— Start Recorded data —

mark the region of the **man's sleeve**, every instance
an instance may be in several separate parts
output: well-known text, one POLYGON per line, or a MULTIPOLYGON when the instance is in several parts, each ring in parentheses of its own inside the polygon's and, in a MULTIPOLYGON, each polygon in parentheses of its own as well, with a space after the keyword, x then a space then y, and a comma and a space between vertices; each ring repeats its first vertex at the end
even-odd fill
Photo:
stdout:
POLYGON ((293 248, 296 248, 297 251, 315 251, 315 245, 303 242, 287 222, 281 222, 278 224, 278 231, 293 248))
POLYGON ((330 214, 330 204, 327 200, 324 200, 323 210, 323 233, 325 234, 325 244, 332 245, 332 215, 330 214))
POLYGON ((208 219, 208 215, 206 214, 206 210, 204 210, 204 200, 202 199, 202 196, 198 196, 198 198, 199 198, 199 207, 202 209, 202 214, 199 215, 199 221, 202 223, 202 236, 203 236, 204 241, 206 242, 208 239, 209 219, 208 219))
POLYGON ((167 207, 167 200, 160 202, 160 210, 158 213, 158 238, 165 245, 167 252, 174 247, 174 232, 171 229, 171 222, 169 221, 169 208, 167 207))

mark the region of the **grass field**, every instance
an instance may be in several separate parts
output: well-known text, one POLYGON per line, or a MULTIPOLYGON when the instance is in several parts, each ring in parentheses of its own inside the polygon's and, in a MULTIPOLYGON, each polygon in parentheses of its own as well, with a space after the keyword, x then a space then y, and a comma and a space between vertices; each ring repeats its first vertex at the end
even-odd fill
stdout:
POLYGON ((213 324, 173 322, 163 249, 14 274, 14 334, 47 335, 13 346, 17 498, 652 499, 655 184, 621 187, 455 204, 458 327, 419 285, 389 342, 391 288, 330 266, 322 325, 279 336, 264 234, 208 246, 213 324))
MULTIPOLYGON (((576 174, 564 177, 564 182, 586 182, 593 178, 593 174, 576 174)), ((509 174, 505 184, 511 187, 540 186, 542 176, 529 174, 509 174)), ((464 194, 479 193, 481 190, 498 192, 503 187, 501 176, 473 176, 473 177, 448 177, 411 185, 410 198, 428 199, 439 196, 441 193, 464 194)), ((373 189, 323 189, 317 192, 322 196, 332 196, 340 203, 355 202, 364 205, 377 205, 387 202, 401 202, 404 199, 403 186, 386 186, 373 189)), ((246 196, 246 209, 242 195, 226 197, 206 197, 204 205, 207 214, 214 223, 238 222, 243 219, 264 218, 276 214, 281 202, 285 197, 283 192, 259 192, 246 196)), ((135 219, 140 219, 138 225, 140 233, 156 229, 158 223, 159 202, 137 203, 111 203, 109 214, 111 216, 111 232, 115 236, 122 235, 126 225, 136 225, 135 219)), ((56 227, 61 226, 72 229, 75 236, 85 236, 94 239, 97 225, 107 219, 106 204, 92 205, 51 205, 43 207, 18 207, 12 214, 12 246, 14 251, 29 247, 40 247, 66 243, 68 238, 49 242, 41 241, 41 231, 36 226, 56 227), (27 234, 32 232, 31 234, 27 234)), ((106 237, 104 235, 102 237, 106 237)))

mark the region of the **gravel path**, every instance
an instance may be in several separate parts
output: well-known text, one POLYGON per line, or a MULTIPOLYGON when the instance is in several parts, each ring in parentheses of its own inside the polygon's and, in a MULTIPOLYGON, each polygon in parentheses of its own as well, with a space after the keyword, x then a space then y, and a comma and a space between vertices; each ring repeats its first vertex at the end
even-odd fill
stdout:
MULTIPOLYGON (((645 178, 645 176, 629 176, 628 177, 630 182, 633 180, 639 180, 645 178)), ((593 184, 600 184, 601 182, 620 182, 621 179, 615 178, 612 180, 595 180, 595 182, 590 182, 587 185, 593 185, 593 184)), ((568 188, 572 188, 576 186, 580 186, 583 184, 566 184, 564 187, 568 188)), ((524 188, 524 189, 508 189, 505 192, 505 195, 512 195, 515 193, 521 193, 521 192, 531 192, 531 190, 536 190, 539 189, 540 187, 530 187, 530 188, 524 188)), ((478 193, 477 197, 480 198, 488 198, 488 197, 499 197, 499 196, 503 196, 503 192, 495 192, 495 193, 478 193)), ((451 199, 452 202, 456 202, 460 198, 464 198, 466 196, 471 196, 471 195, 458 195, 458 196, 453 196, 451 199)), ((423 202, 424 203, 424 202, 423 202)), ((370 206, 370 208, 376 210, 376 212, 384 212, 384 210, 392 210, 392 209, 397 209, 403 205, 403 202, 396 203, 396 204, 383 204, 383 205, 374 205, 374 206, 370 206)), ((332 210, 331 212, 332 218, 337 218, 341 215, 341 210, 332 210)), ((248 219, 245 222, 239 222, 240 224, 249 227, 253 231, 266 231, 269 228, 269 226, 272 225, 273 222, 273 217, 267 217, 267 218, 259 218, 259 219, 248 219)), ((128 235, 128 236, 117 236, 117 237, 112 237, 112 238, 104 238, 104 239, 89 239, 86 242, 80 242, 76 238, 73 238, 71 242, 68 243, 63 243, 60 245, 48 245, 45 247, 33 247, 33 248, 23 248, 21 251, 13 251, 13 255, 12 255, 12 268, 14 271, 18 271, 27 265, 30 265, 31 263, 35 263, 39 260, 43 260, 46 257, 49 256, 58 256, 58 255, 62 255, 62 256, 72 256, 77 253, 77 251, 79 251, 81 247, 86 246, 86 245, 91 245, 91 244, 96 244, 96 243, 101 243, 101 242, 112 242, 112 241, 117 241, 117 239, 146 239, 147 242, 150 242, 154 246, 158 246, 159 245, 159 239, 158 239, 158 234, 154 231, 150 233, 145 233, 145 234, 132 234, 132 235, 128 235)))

— End Recorded data —

Short problem >>
Count the lines above that contain the word "mark" and reply with only the number.

Exercise response >>
3